Exercise description.
Copy out, word for word, the part of the listing below from the line with "Keypoint placement: for each instance of the grass, imagine" up to and including the line with "[(182, 302)]".

Information provided.

——

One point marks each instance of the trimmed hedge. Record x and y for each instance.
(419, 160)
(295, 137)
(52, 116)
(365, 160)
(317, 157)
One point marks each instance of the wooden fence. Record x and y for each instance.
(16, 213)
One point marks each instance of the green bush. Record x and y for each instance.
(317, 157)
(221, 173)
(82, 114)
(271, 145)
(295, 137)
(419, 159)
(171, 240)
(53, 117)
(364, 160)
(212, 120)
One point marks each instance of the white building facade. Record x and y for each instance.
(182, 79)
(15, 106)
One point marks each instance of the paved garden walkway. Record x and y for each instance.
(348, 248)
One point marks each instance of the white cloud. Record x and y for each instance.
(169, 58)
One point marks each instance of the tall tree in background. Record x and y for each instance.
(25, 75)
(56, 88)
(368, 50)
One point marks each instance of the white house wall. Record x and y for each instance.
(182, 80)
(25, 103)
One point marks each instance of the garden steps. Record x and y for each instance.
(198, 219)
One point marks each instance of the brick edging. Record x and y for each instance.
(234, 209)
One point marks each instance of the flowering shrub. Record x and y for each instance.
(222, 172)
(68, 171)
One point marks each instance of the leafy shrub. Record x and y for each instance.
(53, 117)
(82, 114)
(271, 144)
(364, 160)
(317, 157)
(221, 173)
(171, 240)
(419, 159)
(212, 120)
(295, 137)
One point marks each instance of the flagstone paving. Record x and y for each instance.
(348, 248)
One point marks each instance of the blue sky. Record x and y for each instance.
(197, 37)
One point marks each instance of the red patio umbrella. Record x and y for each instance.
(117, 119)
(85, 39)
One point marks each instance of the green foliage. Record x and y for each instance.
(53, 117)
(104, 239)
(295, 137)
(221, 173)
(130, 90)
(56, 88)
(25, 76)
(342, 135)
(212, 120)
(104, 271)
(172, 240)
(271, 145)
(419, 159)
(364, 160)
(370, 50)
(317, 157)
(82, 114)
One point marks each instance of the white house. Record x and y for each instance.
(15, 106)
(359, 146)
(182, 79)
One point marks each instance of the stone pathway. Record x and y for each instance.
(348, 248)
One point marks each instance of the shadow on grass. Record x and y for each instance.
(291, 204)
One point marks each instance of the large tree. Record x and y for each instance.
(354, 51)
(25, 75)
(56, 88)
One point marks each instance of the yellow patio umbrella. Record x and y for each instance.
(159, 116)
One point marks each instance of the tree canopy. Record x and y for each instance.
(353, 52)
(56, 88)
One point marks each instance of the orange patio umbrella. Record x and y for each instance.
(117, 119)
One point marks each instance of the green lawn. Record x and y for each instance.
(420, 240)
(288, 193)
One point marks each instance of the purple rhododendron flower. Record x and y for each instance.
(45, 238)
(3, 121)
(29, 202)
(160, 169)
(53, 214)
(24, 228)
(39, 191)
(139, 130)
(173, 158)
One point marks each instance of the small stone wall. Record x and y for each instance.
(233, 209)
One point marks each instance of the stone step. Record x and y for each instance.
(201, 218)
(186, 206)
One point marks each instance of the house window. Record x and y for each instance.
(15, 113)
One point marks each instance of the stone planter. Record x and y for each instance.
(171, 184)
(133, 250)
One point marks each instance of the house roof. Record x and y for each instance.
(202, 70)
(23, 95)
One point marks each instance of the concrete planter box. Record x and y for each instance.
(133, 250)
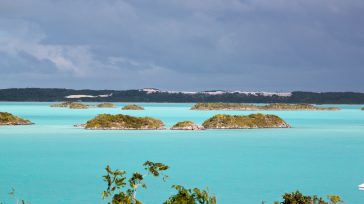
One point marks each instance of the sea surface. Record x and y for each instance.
(54, 162)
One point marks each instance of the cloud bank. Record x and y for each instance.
(278, 45)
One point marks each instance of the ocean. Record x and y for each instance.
(54, 162)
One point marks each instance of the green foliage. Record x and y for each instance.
(249, 121)
(190, 196)
(298, 198)
(123, 191)
(120, 121)
(40, 94)
(273, 106)
(183, 124)
(105, 105)
(71, 105)
(132, 107)
(10, 119)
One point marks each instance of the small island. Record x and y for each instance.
(123, 122)
(187, 125)
(222, 121)
(105, 105)
(71, 105)
(253, 107)
(10, 119)
(132, 107)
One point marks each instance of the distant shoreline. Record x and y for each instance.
(157, 96)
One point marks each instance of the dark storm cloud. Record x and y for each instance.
(179, 44)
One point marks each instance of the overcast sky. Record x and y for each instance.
(273, 45)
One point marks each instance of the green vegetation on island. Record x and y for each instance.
(71, 105)
(253, 107)
(105, 105)
(10, 119)
(123, 122)
(132, 107)
(186, 125)
(222, 121)
(298, 198)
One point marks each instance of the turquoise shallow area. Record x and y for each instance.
(53, 162)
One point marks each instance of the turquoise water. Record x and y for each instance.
(53, 162)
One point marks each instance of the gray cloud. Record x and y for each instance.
(179, 44)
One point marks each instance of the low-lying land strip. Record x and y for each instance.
(253, 107)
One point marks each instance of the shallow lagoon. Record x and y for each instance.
(53, 162)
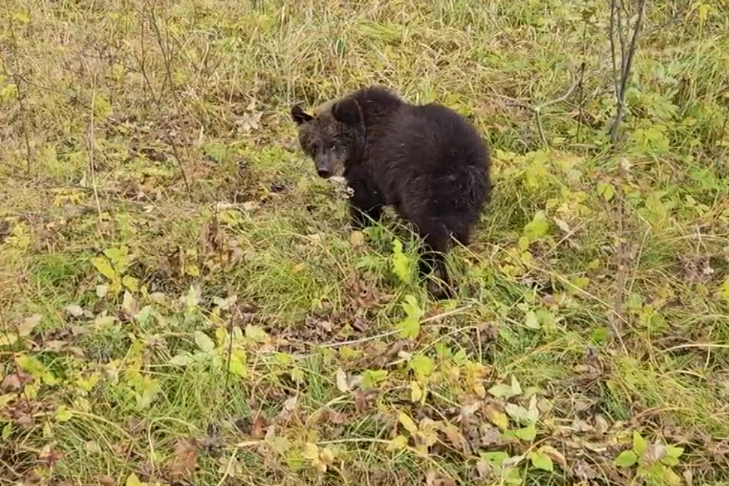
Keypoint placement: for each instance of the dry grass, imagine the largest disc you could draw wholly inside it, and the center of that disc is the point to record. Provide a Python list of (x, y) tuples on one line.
[(155, 203)]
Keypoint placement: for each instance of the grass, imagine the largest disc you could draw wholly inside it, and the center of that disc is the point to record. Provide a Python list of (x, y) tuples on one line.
[(182, 302)]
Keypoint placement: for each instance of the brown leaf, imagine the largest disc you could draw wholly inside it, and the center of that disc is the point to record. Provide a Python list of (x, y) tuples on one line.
[(434, 479), (360, 402), (455, 437), (15, 381), (259, 427), (75, 310), (496, 417), (184, 459), (106, 480), (360, 325), (28, 324)]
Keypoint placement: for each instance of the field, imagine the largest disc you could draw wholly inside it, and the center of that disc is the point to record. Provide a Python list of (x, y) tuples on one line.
[(182, 301)]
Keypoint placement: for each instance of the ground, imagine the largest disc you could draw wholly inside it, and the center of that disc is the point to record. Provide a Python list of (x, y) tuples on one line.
[(155, 204)]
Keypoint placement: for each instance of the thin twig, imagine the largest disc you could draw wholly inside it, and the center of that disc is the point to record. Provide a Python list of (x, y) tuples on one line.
[(22, 101), (158, 99), (621, 77), (625, 67)]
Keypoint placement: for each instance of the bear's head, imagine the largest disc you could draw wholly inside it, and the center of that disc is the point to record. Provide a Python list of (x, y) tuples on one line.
[(333, 137)]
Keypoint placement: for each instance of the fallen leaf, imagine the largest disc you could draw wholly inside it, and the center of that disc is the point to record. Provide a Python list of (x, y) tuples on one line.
[(75, 310), (356, 238), (360, 325), (360, 402), (455, 437), (259, 427), (29, 323), (15, 381), (555, 455), (496, 417), (184, 459)]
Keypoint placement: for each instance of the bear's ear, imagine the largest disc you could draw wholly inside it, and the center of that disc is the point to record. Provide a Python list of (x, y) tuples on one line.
[(347, 111), (299, 115)]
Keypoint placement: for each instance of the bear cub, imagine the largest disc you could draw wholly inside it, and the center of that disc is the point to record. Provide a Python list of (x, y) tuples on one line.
[(426, 161)]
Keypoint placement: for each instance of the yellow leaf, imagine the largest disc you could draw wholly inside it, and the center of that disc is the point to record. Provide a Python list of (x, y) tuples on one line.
[(416, 393), (8, 339), (131, 283), (555, 455), (311, 451), (497, 418), (104, 267), (133, 480), (407, 422), (398, 443)]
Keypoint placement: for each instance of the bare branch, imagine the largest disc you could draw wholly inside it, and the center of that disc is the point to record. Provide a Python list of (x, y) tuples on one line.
[(626, 61), (22, 101)]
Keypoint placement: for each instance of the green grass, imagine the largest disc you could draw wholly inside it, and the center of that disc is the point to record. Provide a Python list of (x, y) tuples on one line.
[(155, 203)]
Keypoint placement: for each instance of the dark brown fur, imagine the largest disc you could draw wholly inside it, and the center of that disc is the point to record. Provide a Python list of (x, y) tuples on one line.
[(425, 160)]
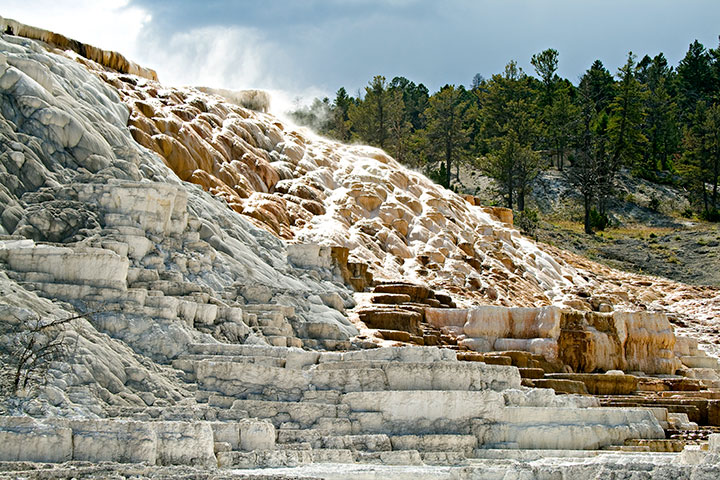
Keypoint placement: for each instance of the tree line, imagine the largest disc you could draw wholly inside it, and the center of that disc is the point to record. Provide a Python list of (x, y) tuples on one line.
[(659, 121)]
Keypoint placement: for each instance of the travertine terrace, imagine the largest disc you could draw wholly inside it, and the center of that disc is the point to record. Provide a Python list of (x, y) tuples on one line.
[(250, 296)]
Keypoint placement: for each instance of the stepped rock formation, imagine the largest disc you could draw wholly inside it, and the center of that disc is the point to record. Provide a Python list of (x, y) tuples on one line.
[(218, 262)]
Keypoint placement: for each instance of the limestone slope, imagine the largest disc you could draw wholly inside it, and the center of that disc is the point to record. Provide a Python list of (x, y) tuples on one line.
[(312, 190), (99, 224)]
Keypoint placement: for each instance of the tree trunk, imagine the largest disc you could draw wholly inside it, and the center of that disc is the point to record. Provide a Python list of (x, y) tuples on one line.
[(448, 157), (588, 228)]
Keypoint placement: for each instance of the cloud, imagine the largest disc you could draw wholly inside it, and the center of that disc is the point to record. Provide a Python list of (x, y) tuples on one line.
[(108, 24)]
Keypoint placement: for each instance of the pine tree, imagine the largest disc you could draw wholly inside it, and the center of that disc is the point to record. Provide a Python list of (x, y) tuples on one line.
[(447, 118)]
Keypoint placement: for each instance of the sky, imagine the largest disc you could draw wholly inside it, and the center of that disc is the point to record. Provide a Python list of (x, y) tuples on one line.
[(300, 49)]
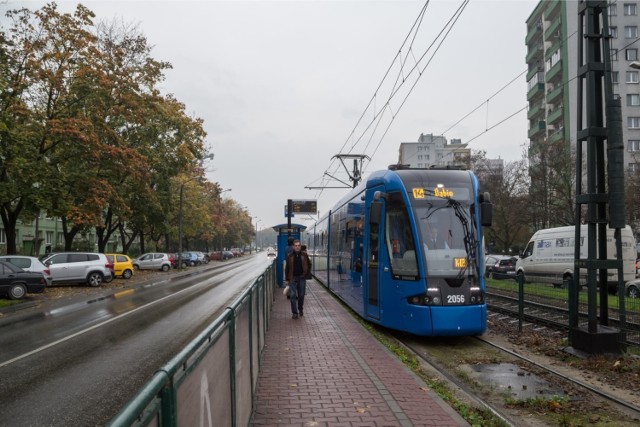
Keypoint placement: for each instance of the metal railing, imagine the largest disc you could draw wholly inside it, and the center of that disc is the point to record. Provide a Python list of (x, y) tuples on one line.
[(212, 380), (548, 301)]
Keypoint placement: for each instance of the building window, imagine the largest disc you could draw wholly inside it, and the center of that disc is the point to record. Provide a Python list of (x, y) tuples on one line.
[(613, 32), (630, 9)]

——

Expected output.
Keypoint placement: for each instance of the grass, imagine the largest disc you could draw wholly inside it, and the center of that disc is the point to record. Provide a Python list of (x, y) tuples on one line.
[(182, 302)]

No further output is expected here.